_CONSIGNE DONNÉE_.
Indiquez si chacune des affirmations suivantes est conforme au texte cité, en répondant par oui ou par non et en citant les mots du texte qui justifient votre réponse.
1. Les créateurs anglais du « win-win » ont abandonné cette expression depuis des années.
2. La langue peut masquer les insuffisances d'un évènement mal préparé.
3. LG a lancé le smartphone de façon prématurée.

_TEXTE CITÉ_.
Comment comprendre le fait que ce « win-win », tellement ressassé tellement galvaudé que ses créateurs anglais ont fini par l’abandonner depuis des années, bénéficie toujours des bienveillances des structures tunisiennes promotrices d’évènementiel ? Il se trouve qu’il ne faut pas faire supporter à la langue ce qu’elle ne supporte pas. La langue n’est qu’une courroie de transmission des idées. Elle sert à livrer des bonnes idées comme des mauvaises. Des idées mures, comme des idées moins mures. Des idées structurées comme des idées à peine ayant pris forme.

Comme dans un championnat, il y a des équipes qui sont mieux préparées que d’autres. D’où l’idée que la langue ne peut aucunement cacher les insuffisances d’un évènement qui n’a pas été porté au moins neuf mois comme le veut la nature humaine pour produire un être vivant dans les meilleures conditions.

Comme un nouveau produit pour une marque, un évènement est porteur de message à transmettre à un public bien ciblé. La naissance/lancement d’un nouveau produit s’annonce dans une ambiance festive et conviviale pour démontrer la réussite de la marque. Il sert à confirmer la pérennité de la marque et sa volonté à s’ancrer davantage dans l’avenir. Or, à lire en diagonal quelques articles de journaux qui ont fait la couverture médiatique des différents événements et à part quelques anglicismes à peine débarqués, les problématiques débattues sont aussi vieilles que l’histoire de la Tunisie avec ses partenaires les plus proches. Des problématiques loin d’être annonciatrices de la naissance de nouveaux produits héritiers de l’ADN de la marque. Malgré une bonne volonté affirmée et amplement assumée par les organisateurs, pour innover et s’il le faut surprendre par des thématiques originales, il est donné de constater que si on prend les couvertures d’un media de référence sur x années, un lecteur aura du mal à percevoir une confirmation de la marque ou un changement qui incarne la métamorphose des problématiques économiques nationales et internationales. Une conclusion précipitée dirait que le grand pays Tunisie continue à être promu par des petites idées qui se traduisent en événements peu copieux. Il est possible que la sagesse tunisienne, très prudente, se réserve le timing idéal pour faire des annonces géniales ou pour lancer des nouveaux produits sans tomber dans le prématuré comme ce fut le cas de Nokia avec le smartphone, ni le tardif comme ce fut l’erreur de LG avec le smartphone également.

_DONNÉES DISPONIBLES_.
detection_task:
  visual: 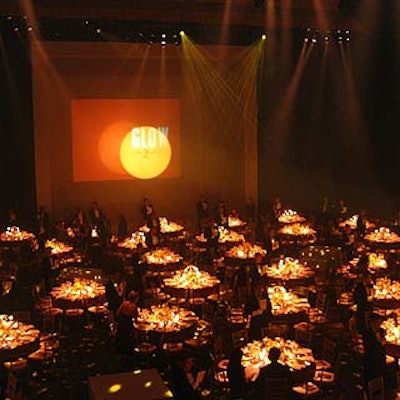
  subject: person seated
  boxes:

_RÉPONSE PROPOSÉE_.
1. Oui : « ses créateurs anglais ont fini par l’abandonner depuis des années ».
2. Non : « la langue ne peut aucunement cacher les insuffisances d’un évènement qui n’a pas été porté au moins neuf mois ».
3. Non : « le prématuré comme ce fut le cas de Nokia avec le smartphone, ni le tardif comme ce fut l’erreur de LG avec le smartphone également ».